(Natural-language object grounding data)
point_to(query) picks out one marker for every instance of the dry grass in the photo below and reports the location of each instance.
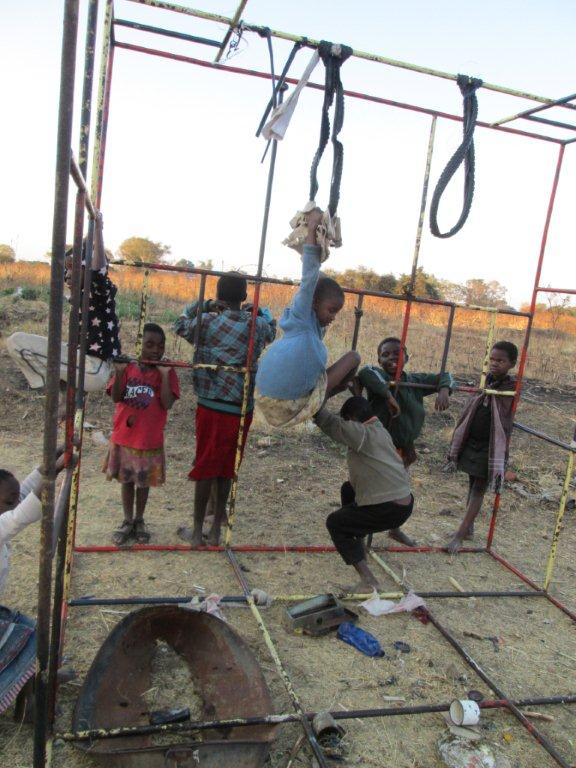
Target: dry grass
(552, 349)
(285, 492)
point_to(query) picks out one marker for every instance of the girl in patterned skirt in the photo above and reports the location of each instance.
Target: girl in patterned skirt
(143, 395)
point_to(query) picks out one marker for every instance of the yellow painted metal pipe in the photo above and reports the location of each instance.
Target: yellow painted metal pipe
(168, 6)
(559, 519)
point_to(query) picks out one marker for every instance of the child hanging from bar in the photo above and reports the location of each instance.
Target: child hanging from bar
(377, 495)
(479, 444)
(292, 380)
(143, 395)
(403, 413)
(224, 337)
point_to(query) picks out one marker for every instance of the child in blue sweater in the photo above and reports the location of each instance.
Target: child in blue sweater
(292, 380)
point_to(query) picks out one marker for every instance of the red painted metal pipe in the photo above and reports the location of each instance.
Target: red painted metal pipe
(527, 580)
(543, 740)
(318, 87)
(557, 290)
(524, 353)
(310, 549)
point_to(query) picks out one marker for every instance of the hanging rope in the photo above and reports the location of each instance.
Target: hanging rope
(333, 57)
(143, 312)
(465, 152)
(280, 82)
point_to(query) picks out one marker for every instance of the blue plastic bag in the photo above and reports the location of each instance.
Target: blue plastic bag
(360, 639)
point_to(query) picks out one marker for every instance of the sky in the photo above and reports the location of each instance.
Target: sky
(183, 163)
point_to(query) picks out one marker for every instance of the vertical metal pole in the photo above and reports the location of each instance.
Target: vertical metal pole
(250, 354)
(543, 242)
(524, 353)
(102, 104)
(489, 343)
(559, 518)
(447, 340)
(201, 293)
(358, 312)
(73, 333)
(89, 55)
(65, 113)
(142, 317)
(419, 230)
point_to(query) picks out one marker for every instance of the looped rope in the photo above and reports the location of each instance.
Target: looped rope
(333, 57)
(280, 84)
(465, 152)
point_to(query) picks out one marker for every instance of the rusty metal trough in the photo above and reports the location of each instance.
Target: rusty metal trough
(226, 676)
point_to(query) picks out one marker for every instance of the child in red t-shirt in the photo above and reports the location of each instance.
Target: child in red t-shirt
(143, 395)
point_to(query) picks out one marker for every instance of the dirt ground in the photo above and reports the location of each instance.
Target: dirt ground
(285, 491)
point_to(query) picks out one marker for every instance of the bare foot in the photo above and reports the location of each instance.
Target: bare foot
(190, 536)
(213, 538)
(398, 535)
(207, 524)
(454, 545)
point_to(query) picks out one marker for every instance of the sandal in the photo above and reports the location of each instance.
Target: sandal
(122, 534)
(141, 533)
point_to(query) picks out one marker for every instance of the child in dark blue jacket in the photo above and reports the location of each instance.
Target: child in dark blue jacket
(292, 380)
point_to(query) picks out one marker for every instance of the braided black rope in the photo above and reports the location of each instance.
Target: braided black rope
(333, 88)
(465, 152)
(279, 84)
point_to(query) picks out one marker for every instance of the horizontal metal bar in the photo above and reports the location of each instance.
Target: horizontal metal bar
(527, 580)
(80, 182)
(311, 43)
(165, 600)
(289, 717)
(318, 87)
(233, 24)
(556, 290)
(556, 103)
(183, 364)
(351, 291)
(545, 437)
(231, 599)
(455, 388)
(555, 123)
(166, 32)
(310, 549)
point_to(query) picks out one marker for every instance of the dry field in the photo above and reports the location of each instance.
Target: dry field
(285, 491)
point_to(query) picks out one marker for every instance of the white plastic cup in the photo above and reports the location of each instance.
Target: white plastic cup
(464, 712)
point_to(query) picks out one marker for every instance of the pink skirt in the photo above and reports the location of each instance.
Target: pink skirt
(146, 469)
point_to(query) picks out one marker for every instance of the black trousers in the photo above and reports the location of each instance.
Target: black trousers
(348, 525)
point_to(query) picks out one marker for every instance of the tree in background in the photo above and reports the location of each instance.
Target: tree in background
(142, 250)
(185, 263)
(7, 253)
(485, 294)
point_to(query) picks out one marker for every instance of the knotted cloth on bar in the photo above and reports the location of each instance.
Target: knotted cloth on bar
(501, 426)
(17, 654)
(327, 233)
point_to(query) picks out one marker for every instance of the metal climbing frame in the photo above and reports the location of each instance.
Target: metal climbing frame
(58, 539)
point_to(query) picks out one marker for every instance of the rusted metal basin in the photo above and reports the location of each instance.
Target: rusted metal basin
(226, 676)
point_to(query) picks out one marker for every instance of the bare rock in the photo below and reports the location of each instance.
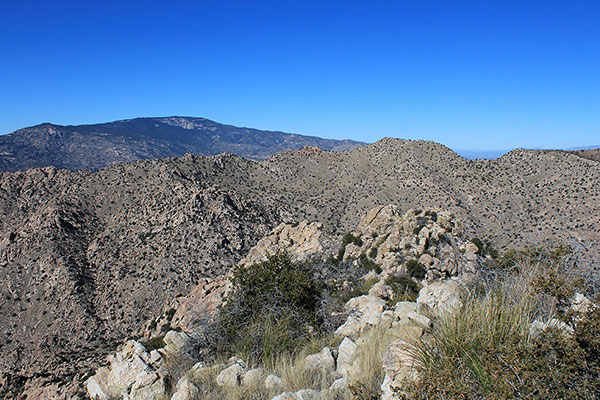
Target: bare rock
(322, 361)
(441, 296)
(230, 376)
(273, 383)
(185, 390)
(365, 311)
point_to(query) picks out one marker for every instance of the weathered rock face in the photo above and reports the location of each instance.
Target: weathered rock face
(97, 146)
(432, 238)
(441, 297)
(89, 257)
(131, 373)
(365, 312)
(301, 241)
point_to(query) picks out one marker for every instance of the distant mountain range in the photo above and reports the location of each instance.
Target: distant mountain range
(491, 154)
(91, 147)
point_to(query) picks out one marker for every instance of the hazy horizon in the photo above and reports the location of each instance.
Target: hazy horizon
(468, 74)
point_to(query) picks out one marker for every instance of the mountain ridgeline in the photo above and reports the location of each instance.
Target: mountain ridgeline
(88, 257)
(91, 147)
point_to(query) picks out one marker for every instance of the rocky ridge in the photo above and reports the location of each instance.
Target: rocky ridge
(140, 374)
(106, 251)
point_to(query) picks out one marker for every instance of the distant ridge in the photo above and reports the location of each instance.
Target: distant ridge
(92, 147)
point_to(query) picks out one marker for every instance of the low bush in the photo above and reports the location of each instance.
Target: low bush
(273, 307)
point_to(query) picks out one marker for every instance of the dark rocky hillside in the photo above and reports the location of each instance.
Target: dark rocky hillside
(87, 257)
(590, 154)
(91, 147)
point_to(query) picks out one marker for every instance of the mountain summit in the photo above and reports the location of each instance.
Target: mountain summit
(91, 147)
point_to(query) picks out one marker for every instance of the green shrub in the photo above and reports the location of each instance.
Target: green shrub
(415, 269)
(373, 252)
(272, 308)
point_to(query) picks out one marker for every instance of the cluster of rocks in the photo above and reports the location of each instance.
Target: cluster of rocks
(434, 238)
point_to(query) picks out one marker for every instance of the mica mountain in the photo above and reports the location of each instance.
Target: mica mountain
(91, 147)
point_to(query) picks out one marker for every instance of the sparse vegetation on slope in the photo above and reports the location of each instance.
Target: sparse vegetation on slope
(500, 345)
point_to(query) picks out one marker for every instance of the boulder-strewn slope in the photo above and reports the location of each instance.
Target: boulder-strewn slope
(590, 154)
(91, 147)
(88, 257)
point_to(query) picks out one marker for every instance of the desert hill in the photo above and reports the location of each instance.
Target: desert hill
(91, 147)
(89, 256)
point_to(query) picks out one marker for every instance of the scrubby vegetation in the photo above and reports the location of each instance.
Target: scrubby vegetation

*What needs to be done*
Every line above in which the word "scrubby" is present must be copied into the answer.

*Exercise response*
point_to(query) picks out one marker for every instance of the scrubby vegetation in the photo above and reports the location of each instance.
Target: scrubby vegetation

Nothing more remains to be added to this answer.